Records provided:
● ● ● ● ● ● ●

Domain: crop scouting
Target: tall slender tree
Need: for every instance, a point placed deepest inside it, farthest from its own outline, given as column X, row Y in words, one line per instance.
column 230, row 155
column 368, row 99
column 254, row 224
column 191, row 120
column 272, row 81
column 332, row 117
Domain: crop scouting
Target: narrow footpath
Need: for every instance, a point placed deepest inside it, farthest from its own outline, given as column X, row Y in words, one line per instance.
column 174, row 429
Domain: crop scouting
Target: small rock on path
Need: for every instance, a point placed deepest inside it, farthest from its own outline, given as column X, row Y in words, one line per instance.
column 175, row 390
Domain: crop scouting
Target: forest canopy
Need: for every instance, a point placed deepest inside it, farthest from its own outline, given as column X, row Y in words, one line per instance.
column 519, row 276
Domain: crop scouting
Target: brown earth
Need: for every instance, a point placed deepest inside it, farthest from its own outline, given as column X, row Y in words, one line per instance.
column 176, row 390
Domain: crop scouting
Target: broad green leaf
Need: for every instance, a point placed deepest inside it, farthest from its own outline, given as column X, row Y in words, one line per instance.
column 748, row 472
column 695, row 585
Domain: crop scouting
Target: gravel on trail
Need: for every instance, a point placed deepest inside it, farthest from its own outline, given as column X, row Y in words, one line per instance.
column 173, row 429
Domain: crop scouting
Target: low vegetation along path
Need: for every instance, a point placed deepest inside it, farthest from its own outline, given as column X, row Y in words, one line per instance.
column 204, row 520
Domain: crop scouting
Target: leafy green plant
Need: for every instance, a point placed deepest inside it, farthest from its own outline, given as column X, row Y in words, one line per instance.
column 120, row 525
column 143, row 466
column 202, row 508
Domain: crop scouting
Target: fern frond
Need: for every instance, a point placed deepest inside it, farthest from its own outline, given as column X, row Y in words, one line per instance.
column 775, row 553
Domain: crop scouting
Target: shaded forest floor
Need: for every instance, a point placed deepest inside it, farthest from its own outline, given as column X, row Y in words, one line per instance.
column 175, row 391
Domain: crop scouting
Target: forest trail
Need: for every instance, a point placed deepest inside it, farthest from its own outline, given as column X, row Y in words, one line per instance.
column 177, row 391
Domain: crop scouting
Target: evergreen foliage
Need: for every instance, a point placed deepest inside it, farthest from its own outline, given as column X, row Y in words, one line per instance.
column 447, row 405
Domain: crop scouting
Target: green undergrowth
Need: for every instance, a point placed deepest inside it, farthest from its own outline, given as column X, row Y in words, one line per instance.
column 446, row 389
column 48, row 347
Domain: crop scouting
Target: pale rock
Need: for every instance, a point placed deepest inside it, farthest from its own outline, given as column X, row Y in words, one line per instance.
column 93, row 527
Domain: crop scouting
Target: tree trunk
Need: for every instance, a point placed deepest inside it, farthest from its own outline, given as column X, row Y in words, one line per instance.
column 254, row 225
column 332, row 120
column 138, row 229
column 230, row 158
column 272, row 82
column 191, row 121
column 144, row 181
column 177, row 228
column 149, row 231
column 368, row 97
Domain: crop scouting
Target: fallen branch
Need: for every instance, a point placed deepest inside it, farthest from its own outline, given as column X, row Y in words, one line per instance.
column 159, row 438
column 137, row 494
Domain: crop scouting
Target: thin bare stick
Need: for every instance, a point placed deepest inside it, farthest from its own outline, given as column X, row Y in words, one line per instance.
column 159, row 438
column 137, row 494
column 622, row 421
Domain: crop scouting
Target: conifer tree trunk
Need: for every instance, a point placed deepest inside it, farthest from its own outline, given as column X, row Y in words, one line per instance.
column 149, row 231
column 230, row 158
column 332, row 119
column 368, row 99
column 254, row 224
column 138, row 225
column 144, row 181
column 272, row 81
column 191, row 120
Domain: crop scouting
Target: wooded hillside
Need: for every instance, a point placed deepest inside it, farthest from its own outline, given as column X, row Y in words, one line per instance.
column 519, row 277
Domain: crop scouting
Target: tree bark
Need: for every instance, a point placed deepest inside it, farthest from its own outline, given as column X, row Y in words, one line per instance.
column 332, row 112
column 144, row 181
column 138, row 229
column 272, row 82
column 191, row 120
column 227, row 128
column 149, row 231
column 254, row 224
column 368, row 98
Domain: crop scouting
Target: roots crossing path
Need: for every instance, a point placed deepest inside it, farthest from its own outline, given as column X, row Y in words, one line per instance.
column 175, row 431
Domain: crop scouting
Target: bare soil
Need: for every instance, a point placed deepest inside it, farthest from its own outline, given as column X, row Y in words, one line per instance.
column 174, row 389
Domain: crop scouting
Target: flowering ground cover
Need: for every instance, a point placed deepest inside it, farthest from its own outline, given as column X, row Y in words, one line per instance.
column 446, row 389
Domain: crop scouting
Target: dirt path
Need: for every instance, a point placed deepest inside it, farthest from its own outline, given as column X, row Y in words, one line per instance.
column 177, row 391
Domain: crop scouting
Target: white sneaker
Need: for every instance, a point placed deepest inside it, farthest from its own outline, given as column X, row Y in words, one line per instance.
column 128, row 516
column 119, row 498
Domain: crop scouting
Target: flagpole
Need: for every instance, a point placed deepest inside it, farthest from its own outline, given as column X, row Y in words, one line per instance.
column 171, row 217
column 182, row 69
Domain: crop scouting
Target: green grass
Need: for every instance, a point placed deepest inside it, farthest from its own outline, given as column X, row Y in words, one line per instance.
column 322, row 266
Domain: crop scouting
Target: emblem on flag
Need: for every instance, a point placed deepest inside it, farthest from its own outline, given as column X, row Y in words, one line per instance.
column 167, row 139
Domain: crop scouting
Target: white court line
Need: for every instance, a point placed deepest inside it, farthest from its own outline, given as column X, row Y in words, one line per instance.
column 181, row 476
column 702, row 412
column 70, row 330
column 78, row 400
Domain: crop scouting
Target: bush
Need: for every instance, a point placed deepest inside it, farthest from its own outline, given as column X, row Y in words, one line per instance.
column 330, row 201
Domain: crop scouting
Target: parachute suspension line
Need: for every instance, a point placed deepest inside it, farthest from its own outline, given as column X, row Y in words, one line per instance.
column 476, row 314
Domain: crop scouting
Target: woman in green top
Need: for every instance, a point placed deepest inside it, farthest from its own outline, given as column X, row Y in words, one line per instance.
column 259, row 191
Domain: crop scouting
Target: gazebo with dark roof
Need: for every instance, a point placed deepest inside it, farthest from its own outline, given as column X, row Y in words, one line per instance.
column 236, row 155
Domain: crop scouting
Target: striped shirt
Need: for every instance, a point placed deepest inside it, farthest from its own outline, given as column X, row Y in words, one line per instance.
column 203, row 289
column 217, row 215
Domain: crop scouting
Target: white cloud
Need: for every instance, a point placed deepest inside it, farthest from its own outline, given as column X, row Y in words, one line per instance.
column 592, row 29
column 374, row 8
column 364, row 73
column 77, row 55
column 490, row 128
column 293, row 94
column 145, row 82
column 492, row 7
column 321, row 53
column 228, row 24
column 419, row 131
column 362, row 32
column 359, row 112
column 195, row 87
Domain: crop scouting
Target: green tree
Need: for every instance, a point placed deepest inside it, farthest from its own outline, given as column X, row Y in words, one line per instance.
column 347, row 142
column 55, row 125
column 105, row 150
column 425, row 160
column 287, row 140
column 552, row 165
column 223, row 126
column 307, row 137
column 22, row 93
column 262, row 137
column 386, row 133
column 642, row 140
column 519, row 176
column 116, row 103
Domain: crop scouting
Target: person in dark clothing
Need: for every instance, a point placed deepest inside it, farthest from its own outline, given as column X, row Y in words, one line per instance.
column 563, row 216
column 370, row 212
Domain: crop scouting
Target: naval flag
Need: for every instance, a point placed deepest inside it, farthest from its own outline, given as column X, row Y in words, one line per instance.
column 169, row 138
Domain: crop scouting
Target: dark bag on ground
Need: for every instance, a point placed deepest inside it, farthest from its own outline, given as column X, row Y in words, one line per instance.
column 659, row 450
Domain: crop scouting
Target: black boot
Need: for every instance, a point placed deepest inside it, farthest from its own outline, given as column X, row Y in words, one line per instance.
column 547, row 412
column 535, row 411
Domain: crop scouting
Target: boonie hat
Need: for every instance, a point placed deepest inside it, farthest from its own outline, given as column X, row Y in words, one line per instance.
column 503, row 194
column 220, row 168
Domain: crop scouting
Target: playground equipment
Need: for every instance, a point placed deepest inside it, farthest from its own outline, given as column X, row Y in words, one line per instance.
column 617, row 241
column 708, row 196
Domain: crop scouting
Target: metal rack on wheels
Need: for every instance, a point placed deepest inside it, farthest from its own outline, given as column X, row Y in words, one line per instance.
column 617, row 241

● ● ● ● ● ● ●

Problem statement: Restate, word for word and with nothing added, the lines from the first line of the listing through the one where "Target: fern frond" stands.

Finished exercise:
Domain: crop scouting
Target: tall slender tree
Need: for every instance, a point placed deepest inside it, farthest from its own outline, given as column X, row Y in words, one line per instance.
column 230, row 155
column 368, row 99
column 254, row 224
column 191, row 120
column 272, row 81
column 332, row 117
Domain: crop scouting
Target: narrow footpath
Need: for every instance, a point placed deepest inside it, farthest from its own outline, given as column X, row Y in words, one line per instance.
column 174, row 429
Domain: crop scouting
Target: small rock on path
Need: for every instance, a point placed deepest inside it, farthest from its own outline, given as column X, row Y in words, one line per instance.
column 175, row 390
Domain: crop scouting
Target: forest canopy
Need: for every instance, a point placed deepest inside it, farthest from its own outline, given as column X, row Y in words, one line per instance.
column 519, row 276
Domain: crop scouting
Target: brown earth
Need: for every instance, a point placed deepest inside it, farthest from its own outline, given as column X, row Y in words, one line per instance.
column 176, row 390
Domain: crop scouting
Target: broad green leaf
Need: for every instance, a point placed deepest inside it, farthest from its own outline, given as column X, row Y in words, one line per instance.
column 748, row 472
column 695, row 585
Domain: crop scouting
Target: gravel on trail
Need: for every instance, a point placed deepest inside it, farthest from its own outline, given as column X, row Y in words, one line per instance.
column 173, row 429
Domain: crop scouting
Target: low vegetation along path
Need: for every instance, a point placed deepest inside it, farthest from its own outline, given as column X, row Y in words, one line per instance.
column 204, row 520
Domain: crop scouting
Target: leafy green plant
Need: for every instance, a point placed deepest inside it, farthest from its own outline, given as column X, row Y in words, one line per instance.
column 120, row 525
column 143, row 466
column 202, row 508
Domain: crop scouting
Target: fern frond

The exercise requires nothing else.